## Exercise requirements
Please copy out each of the lines below word for word, leaving out the picture.

## Extracted information

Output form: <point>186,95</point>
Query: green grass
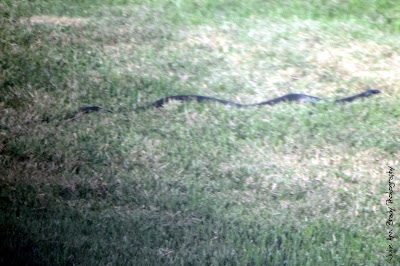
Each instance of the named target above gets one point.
<point>196,184</point>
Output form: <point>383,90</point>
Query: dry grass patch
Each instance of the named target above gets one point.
<point>54,20</point>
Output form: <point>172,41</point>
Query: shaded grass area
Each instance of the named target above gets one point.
<point>195,183</point>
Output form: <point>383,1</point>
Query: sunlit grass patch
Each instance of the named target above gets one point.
<point>194,183</point>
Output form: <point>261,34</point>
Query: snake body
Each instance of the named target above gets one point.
<point>292,97</point>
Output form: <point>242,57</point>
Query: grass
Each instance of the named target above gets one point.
<point>194,184</point>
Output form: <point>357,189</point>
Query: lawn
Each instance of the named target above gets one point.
<point>198,183</point>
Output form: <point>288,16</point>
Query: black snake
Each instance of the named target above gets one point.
<point>292,97</point>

## Result of this task
Output form: <point>186,95</point>
Query: green grass
Each instance of the named target above gets one point.
<point>196,184</point>
Output form: <point>383,90</point>
Query: dry grass patch
Each instance of the named target above gets one point.
<point>54,20</point>
Output form: <point>172,41</point>
Query: shaded grass area
Each instance of the named target above gets one point.
<point>195,183</point>
Output form: <point>383,1</point>
Query: sunlit grass patch
Each instance of the named target above gets one point.
<point>194,183</point>
Output form: <point>261,34</point>
Query: snake body
Each instance of the named target above gets one point.
<point>292,97</point>
Output form: <point>242,57</point>
Query: grass
Each instance of the named target above gets one point.
<point>194,184</point>
Output form: <point>357,189</point>
Query: lawn
Each instance of the named target above gets one point.
<point>198,183</point>
Output form: <point>288,16</point>
Query: black snake
Each instance of the named target above gets one point.
<point>292,97</point>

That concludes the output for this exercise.